ZIEL 1
Wann lebte laut dem Textauszug über Täuschung der griechische Redner Demosthenes?
─── TEXTAUSZUG
Merken wir, in welche Falle Conan Doyle tappte? Er glaubte die Geschichte vorbehaltlos, weil er einfach wollte, daß sie wahr ist. Der Schriftsteller Norman Moss schrieb: „Wir können getäuscht werden, einfach weil unsere Wahrnehmungsfähigkeit durch die Gewohnheit abgestumpft ist und wir Dinge mit halb geschlossenen Augen betrachten. ... Manchmal halten wir eine Sache für wahr, weil wir möchten, daß sie wahr ist“ (The Pleasures of Deception). Das spiegelt die warnenden Worte des bekannten griechischen Redners Demosthenes wider, der etwa 350 Jahre vor Christus lebte. Er sagte: „Am leichtesten ist es, sich selbst zu täuschen, denn was der Mensch wünscht, hält er gemeinhin für wahr.“ Nur den eigenen Gefühlen zu vertrauen kann riskant sein.
Natürlich könnte man Sir Arthur Conan Doyle für ein extremes Beispiel halten und sagen, er sei viel törichter gewesen, als man es selbst jemals wäre. Doch nicht nur der Leichtgläubige läuft Gefahr, getäuscht zu werden. Viele normalerweise vorsichtige Menschen sind schon von scheinbar vertrauenswürdigen Personen zum Narren gehalten und hintergangen worden.
──────
─── BEREITGESTELLTE ANGABEN
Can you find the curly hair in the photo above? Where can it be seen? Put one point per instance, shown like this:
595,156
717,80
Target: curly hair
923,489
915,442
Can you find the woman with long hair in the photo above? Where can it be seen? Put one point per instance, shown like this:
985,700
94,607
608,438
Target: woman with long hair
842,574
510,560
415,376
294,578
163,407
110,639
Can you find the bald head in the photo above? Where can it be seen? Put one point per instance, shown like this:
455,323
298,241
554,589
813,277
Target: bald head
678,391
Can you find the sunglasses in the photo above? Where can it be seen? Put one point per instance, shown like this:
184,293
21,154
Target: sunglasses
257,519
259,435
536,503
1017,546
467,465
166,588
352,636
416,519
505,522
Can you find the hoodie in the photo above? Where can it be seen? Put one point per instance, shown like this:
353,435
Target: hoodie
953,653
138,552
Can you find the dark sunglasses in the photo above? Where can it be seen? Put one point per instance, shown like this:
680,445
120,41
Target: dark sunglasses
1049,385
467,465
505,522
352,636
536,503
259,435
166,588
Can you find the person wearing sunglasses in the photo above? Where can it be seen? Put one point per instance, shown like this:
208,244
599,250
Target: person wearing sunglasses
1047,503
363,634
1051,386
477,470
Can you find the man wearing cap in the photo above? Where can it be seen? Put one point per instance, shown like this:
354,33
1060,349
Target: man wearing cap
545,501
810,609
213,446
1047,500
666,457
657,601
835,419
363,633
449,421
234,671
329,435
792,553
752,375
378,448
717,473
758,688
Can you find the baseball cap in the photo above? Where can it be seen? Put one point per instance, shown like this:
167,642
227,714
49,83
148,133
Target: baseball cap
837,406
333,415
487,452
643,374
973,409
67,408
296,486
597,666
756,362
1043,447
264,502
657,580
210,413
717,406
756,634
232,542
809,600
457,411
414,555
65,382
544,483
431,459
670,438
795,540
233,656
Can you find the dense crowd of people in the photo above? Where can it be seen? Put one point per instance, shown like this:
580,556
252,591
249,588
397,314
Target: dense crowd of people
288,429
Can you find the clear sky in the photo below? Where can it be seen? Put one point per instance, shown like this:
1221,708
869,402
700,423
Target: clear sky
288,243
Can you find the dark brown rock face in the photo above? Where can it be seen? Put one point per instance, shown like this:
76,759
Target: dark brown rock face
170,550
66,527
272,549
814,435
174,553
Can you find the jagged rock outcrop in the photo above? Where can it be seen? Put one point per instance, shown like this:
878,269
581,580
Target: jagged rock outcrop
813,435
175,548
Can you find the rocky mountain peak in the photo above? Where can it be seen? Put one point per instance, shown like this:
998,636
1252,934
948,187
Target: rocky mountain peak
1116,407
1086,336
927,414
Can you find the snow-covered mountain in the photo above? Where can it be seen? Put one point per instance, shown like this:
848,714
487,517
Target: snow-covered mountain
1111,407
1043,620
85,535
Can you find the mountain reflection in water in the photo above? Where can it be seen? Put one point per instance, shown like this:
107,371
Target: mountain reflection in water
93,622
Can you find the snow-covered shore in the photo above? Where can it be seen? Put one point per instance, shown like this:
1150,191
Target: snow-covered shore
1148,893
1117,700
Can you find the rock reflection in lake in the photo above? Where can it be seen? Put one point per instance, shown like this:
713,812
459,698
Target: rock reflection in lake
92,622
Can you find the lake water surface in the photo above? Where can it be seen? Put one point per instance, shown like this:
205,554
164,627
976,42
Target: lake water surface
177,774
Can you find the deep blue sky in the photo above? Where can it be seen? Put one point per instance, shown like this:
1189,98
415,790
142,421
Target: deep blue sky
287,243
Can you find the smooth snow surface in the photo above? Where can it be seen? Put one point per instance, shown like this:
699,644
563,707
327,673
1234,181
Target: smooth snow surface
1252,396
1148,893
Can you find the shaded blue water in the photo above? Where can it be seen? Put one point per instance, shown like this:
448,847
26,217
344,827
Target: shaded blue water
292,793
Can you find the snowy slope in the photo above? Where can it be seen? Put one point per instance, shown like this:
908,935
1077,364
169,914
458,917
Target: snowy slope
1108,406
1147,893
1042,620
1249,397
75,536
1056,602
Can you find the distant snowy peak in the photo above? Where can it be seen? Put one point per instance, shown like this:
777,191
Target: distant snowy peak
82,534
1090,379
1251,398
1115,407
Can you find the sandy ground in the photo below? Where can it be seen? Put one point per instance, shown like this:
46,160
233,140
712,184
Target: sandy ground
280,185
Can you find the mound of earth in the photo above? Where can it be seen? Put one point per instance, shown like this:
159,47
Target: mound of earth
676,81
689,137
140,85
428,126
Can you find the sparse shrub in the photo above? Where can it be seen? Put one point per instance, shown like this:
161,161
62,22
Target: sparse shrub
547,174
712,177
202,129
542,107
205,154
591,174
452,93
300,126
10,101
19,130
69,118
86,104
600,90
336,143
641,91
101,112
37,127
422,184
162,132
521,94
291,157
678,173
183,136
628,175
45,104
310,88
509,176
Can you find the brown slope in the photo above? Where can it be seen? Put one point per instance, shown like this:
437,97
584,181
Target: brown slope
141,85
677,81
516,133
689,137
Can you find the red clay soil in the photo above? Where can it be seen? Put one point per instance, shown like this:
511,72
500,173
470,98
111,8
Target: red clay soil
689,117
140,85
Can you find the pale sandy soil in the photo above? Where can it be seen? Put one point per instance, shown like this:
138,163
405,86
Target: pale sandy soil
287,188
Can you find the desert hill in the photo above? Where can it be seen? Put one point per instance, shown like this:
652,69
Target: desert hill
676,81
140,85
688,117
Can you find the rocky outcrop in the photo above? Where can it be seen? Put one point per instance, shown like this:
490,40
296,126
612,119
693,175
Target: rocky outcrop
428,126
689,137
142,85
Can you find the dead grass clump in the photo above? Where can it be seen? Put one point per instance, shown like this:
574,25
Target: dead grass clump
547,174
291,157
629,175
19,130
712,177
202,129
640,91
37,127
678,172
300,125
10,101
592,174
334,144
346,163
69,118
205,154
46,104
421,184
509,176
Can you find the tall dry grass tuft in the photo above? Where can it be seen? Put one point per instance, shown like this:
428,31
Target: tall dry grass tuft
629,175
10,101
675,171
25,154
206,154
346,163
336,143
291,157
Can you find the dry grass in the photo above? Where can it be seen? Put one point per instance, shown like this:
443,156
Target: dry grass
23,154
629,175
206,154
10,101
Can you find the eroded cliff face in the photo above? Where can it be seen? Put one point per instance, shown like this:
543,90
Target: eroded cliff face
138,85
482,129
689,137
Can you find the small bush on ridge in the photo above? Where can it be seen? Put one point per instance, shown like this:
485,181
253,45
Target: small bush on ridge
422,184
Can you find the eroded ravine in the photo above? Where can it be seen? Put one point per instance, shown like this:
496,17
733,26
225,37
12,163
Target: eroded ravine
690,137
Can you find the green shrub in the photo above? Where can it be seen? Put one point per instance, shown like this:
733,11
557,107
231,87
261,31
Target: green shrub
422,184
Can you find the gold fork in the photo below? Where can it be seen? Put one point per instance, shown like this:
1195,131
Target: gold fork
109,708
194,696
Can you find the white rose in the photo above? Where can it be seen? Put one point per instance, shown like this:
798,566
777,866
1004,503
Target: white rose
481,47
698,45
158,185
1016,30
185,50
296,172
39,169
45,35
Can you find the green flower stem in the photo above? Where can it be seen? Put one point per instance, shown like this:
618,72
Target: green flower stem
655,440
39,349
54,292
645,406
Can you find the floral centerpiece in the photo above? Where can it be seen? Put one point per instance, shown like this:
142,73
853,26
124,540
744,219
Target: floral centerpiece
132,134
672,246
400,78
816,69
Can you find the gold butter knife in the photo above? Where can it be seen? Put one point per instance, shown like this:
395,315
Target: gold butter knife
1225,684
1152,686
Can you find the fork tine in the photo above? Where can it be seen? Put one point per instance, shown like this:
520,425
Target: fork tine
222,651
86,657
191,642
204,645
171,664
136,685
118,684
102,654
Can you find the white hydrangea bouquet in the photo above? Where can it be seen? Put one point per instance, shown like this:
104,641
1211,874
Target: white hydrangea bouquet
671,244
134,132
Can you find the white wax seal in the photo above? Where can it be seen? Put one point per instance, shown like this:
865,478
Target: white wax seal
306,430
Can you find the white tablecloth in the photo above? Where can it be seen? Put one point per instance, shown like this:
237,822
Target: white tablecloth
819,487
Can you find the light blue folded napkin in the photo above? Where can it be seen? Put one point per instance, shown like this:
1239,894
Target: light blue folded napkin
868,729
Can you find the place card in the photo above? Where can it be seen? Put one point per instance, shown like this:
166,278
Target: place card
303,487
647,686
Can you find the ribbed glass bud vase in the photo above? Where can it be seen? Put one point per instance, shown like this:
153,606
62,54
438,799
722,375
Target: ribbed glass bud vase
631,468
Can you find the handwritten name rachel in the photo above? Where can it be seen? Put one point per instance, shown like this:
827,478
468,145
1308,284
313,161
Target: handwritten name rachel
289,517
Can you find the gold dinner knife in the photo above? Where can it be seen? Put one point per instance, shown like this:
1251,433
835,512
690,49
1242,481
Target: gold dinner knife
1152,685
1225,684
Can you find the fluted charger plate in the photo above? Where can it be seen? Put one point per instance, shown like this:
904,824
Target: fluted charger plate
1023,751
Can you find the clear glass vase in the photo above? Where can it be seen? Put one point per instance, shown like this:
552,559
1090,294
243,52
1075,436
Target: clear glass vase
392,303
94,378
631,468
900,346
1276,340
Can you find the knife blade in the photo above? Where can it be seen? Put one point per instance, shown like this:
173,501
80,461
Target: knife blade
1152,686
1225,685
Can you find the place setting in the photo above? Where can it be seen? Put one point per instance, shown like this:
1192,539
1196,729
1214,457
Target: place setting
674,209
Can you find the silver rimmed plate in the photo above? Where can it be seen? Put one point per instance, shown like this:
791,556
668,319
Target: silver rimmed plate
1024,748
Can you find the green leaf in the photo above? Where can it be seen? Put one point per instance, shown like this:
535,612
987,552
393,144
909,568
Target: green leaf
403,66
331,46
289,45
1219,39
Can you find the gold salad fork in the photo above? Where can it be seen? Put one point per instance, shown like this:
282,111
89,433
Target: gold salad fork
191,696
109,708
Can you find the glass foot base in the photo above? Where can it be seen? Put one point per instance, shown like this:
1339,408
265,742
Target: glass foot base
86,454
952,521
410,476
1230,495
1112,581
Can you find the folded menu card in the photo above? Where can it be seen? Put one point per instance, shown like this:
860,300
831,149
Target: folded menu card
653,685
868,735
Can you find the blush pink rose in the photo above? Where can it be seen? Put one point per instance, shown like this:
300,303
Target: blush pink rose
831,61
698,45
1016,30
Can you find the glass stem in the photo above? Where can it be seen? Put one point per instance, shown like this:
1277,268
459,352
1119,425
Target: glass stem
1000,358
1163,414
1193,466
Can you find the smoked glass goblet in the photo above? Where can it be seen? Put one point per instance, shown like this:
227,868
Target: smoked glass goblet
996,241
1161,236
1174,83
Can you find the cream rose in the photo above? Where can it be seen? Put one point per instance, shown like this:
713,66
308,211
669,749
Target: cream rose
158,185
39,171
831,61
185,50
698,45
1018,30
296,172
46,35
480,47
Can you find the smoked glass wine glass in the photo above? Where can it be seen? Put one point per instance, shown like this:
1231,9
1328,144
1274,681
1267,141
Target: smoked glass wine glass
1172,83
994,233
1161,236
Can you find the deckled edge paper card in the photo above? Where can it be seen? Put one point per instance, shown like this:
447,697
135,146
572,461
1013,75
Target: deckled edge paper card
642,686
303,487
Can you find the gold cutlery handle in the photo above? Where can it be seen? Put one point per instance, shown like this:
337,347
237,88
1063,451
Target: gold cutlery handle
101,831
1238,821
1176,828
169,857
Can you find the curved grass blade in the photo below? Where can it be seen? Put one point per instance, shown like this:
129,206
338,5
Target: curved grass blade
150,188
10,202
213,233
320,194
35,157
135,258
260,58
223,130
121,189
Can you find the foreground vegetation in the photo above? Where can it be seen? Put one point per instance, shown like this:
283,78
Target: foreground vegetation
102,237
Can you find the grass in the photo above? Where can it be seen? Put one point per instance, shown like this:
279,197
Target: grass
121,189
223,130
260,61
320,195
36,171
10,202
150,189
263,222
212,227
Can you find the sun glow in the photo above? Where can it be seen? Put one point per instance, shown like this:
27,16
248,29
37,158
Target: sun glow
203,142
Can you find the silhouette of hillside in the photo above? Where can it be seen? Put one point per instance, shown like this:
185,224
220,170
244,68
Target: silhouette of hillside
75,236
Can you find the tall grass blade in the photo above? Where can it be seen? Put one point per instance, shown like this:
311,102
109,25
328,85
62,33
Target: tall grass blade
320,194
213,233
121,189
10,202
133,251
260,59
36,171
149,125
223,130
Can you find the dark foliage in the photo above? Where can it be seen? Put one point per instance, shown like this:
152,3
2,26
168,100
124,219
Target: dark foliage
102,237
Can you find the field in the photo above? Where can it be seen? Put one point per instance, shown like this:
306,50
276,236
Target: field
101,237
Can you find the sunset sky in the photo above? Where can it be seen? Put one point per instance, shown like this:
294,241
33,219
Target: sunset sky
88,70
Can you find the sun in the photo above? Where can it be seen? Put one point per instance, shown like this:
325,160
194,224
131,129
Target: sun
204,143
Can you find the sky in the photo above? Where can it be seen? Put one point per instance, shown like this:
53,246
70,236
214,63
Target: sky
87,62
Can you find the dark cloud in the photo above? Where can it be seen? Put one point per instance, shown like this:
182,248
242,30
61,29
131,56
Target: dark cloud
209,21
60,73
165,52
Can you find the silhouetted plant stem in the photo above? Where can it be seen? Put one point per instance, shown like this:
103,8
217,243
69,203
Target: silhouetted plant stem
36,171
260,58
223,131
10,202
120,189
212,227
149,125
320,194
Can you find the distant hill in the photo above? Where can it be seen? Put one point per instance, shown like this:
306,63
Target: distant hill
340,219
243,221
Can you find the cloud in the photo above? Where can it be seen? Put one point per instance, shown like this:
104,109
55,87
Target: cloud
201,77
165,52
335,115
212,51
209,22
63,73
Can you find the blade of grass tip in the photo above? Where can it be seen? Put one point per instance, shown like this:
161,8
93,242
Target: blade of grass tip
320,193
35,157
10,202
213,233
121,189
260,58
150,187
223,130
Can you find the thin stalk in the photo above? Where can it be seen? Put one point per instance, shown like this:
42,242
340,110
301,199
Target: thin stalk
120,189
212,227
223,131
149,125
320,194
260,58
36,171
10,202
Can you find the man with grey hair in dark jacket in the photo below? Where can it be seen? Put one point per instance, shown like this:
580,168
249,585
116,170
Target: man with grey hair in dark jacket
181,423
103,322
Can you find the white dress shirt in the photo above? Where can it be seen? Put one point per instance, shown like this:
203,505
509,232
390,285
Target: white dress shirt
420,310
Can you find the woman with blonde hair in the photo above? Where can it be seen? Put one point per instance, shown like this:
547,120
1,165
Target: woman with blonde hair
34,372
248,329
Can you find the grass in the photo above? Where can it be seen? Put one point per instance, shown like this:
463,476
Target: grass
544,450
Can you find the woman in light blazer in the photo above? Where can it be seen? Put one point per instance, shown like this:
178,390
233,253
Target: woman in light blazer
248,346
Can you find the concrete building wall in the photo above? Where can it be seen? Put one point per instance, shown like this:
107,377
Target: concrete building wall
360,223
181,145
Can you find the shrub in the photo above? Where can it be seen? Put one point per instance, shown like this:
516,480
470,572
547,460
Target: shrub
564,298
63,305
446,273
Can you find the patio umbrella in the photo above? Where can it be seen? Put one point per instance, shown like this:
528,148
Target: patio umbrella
──────
ZIEL 2
Gib an, wie viele Zeilen der Auflistung das Wort „dense“ enthalten, und nenne dabei nur die Zahl.

ANTWORT 1
Etwa 350 Jahre vor Christus.

ANTWORT 2
2